## WORK INSTRUCTIONS
Duplicate every one of the following rows exactly, from the first through the last.

Excerpt from a dataset:
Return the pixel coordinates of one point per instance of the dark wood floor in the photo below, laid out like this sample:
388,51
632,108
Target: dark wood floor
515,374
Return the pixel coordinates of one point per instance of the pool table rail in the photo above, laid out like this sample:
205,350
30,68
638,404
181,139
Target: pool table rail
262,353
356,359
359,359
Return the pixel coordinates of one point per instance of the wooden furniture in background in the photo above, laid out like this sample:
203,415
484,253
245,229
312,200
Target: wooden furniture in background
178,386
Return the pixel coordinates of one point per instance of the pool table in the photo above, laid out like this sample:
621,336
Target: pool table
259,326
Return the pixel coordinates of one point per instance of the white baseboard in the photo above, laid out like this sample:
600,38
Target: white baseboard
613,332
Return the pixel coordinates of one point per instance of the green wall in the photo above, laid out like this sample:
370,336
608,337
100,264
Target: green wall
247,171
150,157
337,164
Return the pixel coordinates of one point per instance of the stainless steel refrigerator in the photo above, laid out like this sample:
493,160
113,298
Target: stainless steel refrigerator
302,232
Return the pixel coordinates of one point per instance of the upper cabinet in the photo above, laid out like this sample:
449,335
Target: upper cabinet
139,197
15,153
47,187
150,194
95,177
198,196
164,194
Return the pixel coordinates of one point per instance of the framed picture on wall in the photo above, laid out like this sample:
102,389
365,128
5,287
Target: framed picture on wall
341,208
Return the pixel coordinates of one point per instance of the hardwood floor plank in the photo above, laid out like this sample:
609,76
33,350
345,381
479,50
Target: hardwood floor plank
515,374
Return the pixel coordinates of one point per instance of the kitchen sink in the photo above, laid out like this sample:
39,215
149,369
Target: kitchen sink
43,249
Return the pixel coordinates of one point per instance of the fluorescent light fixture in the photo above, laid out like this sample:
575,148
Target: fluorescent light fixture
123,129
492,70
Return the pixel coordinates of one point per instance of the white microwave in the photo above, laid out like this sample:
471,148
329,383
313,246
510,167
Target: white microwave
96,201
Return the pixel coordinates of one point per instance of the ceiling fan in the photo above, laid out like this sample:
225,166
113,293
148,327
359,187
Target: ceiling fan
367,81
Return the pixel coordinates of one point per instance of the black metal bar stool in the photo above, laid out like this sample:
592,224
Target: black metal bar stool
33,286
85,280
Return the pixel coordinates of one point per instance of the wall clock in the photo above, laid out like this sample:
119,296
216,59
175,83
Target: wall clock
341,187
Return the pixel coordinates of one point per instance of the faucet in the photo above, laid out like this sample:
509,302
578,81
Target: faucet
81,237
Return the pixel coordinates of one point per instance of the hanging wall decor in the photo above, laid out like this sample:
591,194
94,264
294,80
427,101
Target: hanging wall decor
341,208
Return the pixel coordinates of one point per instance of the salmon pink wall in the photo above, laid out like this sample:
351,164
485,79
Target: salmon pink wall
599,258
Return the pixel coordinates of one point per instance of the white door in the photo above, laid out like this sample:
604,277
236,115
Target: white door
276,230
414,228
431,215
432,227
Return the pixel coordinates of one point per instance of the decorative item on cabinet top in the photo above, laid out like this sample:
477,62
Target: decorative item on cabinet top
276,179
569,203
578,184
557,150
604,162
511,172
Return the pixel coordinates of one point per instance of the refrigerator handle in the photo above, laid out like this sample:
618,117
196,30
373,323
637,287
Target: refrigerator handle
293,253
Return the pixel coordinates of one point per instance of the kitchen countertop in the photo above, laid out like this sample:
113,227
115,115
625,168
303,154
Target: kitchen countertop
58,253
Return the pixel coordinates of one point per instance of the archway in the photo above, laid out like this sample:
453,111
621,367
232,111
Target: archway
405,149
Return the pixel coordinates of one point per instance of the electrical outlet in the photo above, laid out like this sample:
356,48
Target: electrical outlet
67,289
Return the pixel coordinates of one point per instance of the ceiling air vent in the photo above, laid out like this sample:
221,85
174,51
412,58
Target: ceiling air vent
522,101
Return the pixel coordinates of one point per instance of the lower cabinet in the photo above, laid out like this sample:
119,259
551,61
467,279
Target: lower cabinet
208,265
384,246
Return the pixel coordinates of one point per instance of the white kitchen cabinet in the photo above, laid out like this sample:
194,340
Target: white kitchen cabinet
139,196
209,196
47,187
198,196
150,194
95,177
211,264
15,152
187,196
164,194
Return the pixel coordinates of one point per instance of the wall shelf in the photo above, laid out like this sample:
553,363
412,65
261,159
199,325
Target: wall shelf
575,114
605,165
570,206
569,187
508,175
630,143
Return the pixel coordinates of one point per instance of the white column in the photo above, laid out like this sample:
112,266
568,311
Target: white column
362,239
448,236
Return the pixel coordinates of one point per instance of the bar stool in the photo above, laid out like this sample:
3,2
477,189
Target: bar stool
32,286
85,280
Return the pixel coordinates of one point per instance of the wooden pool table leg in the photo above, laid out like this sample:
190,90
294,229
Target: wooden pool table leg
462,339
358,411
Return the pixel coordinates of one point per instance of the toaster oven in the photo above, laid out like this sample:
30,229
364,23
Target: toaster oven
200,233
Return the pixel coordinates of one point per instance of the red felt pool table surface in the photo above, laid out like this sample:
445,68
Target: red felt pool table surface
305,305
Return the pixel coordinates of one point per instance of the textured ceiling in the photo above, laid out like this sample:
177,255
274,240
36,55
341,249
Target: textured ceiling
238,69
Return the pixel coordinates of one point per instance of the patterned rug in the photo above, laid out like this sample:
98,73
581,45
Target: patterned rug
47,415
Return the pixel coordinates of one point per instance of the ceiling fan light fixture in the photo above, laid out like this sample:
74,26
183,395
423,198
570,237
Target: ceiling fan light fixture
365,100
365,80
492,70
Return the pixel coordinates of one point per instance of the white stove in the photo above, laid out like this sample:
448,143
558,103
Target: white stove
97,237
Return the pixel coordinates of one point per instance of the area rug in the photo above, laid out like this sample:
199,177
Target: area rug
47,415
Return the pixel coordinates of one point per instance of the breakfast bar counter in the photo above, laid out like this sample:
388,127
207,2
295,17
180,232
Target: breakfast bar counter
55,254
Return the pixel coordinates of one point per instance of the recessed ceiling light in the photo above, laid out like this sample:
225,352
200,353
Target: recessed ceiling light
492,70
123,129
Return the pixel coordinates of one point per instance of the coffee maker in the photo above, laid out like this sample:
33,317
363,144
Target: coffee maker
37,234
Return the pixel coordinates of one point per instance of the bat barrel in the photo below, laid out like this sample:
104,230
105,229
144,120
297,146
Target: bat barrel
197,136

## CORRECT OUTPUT
Return the pixel coordinates of one point per instance of the dark wood floor in the photo below, laid out like this sample:
388,51
632,108
Target: dark wood floor
515,374
Return the pixel coordinates of one point per instance of the pool table rail in the photo above, laid out like this sample:
205,350
30,68
638,404
181,139
Target: pool table rail
262,353
356,359
359,359
Return the pixel coordinates of one point per instance of the wooden furniture in background in the photo above, laid out like this sample:
203,415
484,253
245,229
312,200
Target: wooden furniture in background
178,386
Return the pixel coordinates of one point per instance of the pool table in the photo above, laid out like this sample:
621,336
Target: pool table
259,326
Return the pixel coordinates of one point per instance of the white baseboard in the photo above, laid out like this sample:
600,38
Target: white baseboard
613,332
Return the pixel coordinates of one point per instance of the green wall in the photo above, laid out like this sample:
370,336
608,337
100,264
Target: green wall
247,171
150,157
337,164
Return the pixel coordinates of one point per instance of the stainless steel refrigerator in the photo above, laid out like this sample:
493,160
113,298
Target: stainless steel refrigerator
302,232
Return the pixel coordinates of one point per instance of the upper cabinet in the photo above, laid out like this sample:
449,335
Target: upper cabinet
139,197
15,153
47,187
150,194
95,177
198,196
164,194
Return the pixel coordinates of one point per instance of the framed picture on wall in the photo above, laid out like this sample:
102,389
365,128
5,287
Target: framed picture on wall
341,208
Return the pixel coordinates of one point per instance of the hardwood floor plank in the photo above, laid out like this sample:
609,76
33,350
345,381
479,50
Target: hardwood floor plank
515,374
Return the pixel coordinates of one point per instance of the kitchen sink in the photo above, laid out like this sample:
39,215
149,369
Target: kitchen sink
43,249
Return the pixel coordinates of one point per instance of the fluorescent light fixture in the photo above, laid out like this sample:
575,148
Target: fluorescent light fixture
123,129
492,70
Return the pixel coordinates of one point per instance of the white microwave in the photo above, laid out like this sample:
471,148
329,383
313,246
510,167
Target: white microwave
96,201
Return the pixel coordinates of one point per instance of the ceiling fan in the photo above, laid out like this sample:
225,166
113,293
148,327
359,187
Target: ceiling fan
367,81
Return the pixel coordinates of one point per instance of the black metal bar stool in the photo above, laid out like this sample:
592,224
Target: black metal bar stool
33,286
85,280
Return the pixel coordinates of one point per instance of the wall clock in the photo above, laid out like this sample:
119,296
216,59
175,83
Target: wall clock
341,187
Return the pixel coordinates of one point per instance of the faucet in the photo above, laid out like this sample:
509,302
578,81
Target: faucet
81,237
Return the pixel coordinates of one point per instance of the hanging wall decor in the photo above, laid out like this sample:
591,194
94,264
294,80
427,101
Target: hanging wall decor
341,208
Return the pixel coordinates of one point per instance of the salmon pink wall in the photo above, laid out like this sample:
351,164
485,79
Target: salmon pink wall
599,258
Return the pixel coordinates of one point per instance of the white door in the photo above, laid out like this sample:
604,277
236,115
Target: white door
276,230
414,228
431,215
432,227
Return the pixel coordinates of one point per instance of the decorative item on cabinet top in the photo above, laid out like this sample:
477,62
Target: decorative item on cabinet top
276,179
569,203
578,184
557,150
604,162
511,172
Return the pixel coordinates of one point per instance of the refrigerator handle in the photo above, laid out like this sample:
618,117
196,30
373,323
637,287
Target: refrigerator handle
293,253
Return the pixel coordinates of one point per instance of the kitchen countertop in the photo above, laid out like this sample:
113,227
115,115
625,168
303,154
Target: kitchen countertop
58,253
Return the pixel coordinates of one point per instance of the archway in the photo above, laid out like this sample:
453,111
621,367
232,111
Target: archway
405,149
Return the pixel coordinates of one point per instance of the electrical outlet in the photo above, laid out like this sample:
356,48
Target: electrical outlet
67,289
Return the pixel coordinates of one point per instance of the ceiling air vent in the photo above, laid out like this sample:
221,85
174,51
412,58
Target: ceiling air vent
522,101
Return the pixel coordinates of one point per instance of the lower cabinet in the photo above, laid out like this sample:
119,259
551,61
467,279
Target: lower cabinet
208,265
384,246
Return the pixel coordinates of one point per instance of the white kitchen cabinet in the photo above, laid out like this sample:
194,340
Target: white kitchen cabinet
139,196
209,196
47,187
198,196
150,194
95,177
211,264
15,152
187,196
164,194
Return the pixel coordinates of one point per instance of the wall shelf in the photo above, laid out like this sample:
553,363
412,65
261,159
199,325
Target: wall shelf
575,114
605,165
570,206
569,187
508,175
630,143
Return the pixel coordinates of one point per instance of the white column in the photo above, laid out like this sample:
112,266
568,311
Target: white column
362,239
448,236
Return the pixel coordinates of one point per instance of the bar stool in the photo above, laid out like this sample:
3,2
477,189
Target: bar stool
32,286
85,280
Return the pixel coordinates of one point per instance of the wooden pool table leg in the photo above, laid out like this sample:
190,90
294,229
Target: wooden pool table leg
462,339
358,411
Return the pixel coordinates of one point per instance of the toaster oven in the photo above, laid out like this sample:
30,229
364,23
Target: toaster oven
200,233
Return the pixel coordinates of one point per instance of the red felt pool table surface in the photo above, laid out like this sample:
445,68
Target: red felt pool table surface
305,305
Return the pixel coordinates of one point per instance of the textured ceiling in the photo above, laid out like this sample:
177,255
274,240
36,55
341,249
Target: textured ceiling
238,69
Return the pixel coordinates of one point per instance of the patterned rug in the photo above, laid out like this sample:
98,73
581,45
Target: patterned rug
47,415
Return the pixel coordinates of one point per instance of the ceiling fan light fixture in the photo above, laid out like this sample:
74,26
183,395
423,198
570,237
Target: ceiling fan light fixture
365,100
365,80
492,70
Return the pixel coordinates of one point per instance of the white stove in the photo above, laid out like this sample:
448,143
558,103
Target: white stove
97,237
Return the pixel coordinates of one point per instance of the area rug in the photo above, laid out like this sample:
199,177
Target: area rug
47,415
Return the pixel coordinates of one point per instance of the breakfast bar counter in the photo above, laid out like this sample:
388,127
207,2
295,17
180,232
Target: breakfast bar counter
55,254
Return the pixel coordinates of one point per instance of the recessed ceiling light in the photo above, laid out like this sample:
225,352
200,353
Target: recessed ceiling light
492,70
123,129
Return the pixel coordinates of one point per instance of the coffee maker in the photo above, laid out like this sample:
33,317
363,144
Target: coffee maker
37,234
Return the pixel coordinates of one point per instance of the bat barrel in the photo below, laid out like this sample:
104,230
105,229
144,120
297,146
Target: bat barrel
197,136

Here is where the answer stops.